▸ **TEXT**:
++++++++++
1856 to 1866 Timeline
Adam Fergusson, member of the Upper Canada Board of Agriculture, and George Buckland, Professor of Agriculture at the University of Toronto, initiated a campaign to establish a veterinary college in Upper Canada. The Board of Agriculture agreed that Toronto would be the location of the college and approached William Dick, Principal of the Edinburgh Veterinary College of Scotland, to recommend a graduate to run the college. Dick recommended Andrew Smith, who had graduated from the Edinburgh Veterinary College in 1861, qualifying his appointment as Veterinary Surgeon to the Upper Canada Board of Agriculture.
Smith arrived in Canada and began practicing veterinary science and giving public lectures in Toronto in 1862. In 1864, he was granted a charter by the Upper Canada Board of Agriculture for the founding of the Upper Canada Veterinary College, later named the Ontario Veterinary College. Smith constructed the College's first buildings on Temperance Street at his own expense, employed a small faculty, admitted students, collected their fees, and was the main instructor at the College.
++++++++++
▸ **INFORMATION GIVEN**:
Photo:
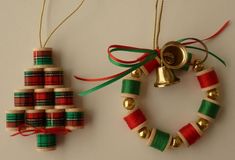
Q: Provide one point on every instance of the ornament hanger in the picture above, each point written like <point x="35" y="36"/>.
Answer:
<point x="58" y="26"/>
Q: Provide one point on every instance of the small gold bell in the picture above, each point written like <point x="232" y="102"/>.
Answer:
<point x="174" y="55"/>
<point x="165" y="77"/>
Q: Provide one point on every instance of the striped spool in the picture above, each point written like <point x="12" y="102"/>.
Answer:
<point x="35" y="118"/>
<point x="55" y="118"/>
<point x="74" y="118"/>
<point x="190" y="133"/>
<point x="150" y="66"/>
<point x="135" y="120"/>
<point x="53" y="77"/>
<point x="63" y="98"/>
<point x="46" y="142"/>
<point x="42" y="57"/>
<point x="14" y="119"/>
<point x="131" y="87"/>
<point x="159" y="140"/>
<point x="24" y="99"/>
<point x="209" y="109"/>
<point x="208" y="79"/>
<point x="44" y="98"/>
<point x="34" y="78"/>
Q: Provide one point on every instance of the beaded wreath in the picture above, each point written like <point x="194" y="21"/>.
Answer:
<point x="150" y="60"/>
<point x="188" y="134"/>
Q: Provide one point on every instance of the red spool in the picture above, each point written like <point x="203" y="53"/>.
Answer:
<point x="53" y="77"/>
<point x="24" y="99"/>
<point x="35" y="118"/>
<point x="135" y="119"/>
<point x="63" y="97"/>
<point x="44" y="98"/>
<point x="208" y="79"/>
<point x="189" y="133"/>
<point x="34" y="78"/>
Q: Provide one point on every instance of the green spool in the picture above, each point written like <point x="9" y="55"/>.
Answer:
<point x="14" y="119"/>
<point x="131" y="86"/>
<point x="43" y="61"/>
<point x="46" y="142"/>
<point x="74" y="115"/>
<point x="209" y="108"/>
<point x="160" y="140"/>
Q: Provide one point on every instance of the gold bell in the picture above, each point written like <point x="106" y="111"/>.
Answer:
<point x="165" y="77"/>
<point x="174" y="55"/>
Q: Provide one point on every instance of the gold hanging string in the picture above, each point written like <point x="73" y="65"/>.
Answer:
<point x="157" y="23"/>
<point x="58" y="26"/>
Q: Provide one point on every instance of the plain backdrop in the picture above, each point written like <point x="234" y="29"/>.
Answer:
<point x="80" y="49"/>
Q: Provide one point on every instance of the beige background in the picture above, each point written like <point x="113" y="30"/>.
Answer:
<point x="80" y="48"/>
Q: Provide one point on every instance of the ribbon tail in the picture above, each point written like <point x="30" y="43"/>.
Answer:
<point x="126" y="72"/>
<point x="214" y="55"/>
<point x="98" y="79"/>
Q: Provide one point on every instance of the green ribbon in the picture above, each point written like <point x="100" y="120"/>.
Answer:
<point x="151" y="55"/>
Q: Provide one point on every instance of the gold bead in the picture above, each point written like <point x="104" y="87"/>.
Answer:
<point x="136" y="73"/>
<point x="202" y="123"/>
<point x="176" y="142"/>
<point x="144" y="133"/>
<point x="129" y="103"/>
<point x="197" y="67"/>
<point x="213" y="94"/>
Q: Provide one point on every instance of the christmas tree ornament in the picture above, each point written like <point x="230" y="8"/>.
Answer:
<point x="44" y="106"/>
<point x="174" y="56"/>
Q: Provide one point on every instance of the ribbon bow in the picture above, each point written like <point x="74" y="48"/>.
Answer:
<point x="147" y="56"/>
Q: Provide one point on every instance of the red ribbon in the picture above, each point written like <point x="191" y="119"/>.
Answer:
<point x="140" y="58"/>
<point x="28" y="132"/>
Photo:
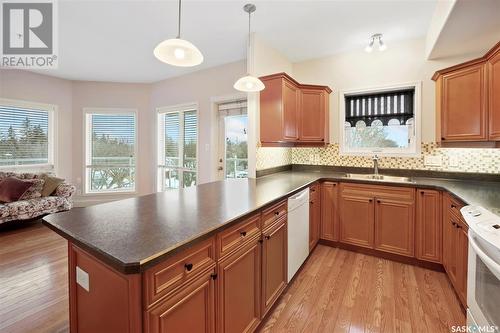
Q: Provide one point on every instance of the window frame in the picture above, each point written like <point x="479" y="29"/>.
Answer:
<point x="87" y="145"/>
<point x="52" y="110"/>
<point x="414" y="150"/>
<point x="160" y="134"/>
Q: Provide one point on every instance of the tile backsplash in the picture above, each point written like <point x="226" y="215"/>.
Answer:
<point x="452" y="159"/>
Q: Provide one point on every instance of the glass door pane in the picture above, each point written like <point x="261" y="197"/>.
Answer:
<point x="236" y="149"/>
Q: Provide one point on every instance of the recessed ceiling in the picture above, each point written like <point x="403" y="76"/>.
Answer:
<point x="114" y="40"/>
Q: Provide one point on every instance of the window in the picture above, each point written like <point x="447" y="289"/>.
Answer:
<point x="380" y="122"/>
<point x="26" y="135"/>
<point x="177" y="147"/>
<point x="110" y="151"/>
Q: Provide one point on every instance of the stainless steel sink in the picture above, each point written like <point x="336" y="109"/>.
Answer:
++++++++++
▸ **PROBLEM TO SOLVE**: Continue the veterinary college timeline at the top of the page from where it stops.

▸ **WRITTEN RESPONSE**:
Andrew Smith, the founder of the OVC, was born in Scotland in 1834. After graduating from the Edinburgh Veterinary College in 1861, Smith accepted an appointment by the Upper Canada Board of Agriculture and in 1862 travelled to Canada and began practicing and teaching in Toronto. Smith served as Principal and taught at the OVC from its founding in 1862 until it was taken over by the Ontario government in 1908. Smith died in 1910.
Smith made a number of important contributions to the veterinary profession in Canada. Most notable was his advocacy and participation in the formation of the Ontario Veterinary Medical Association in 1874. Smith was a fervent advocate for the professional recognition and organization of veterinary practitioners and the Association facilitated this professional fellowship. He served as president of the Association until 1879 when it became the Ontario Veterinary Association. Smith furthered his own professional credentials in 1880 when he became a member of the Royal College of Veterinarians.
Duncan McEachran graduated alongside Andrew Smith from the Royal Veterinary College, Edinburgh, in 1861. He taught briefly at the Ontario Veterinary College before moving to Montreal to found the Montreal Veterinary College in 1866, disagreeing with Andrew Smith over the standards of veterinary education. The Montreal Veterinary College had much higher admissions standards and a much more rigorous curriculum than other veterinary schools of the period, including the Ontario Veterinary College. These professional standards would influence the standards of veterinary schools would follow beginning in the early twentieth century.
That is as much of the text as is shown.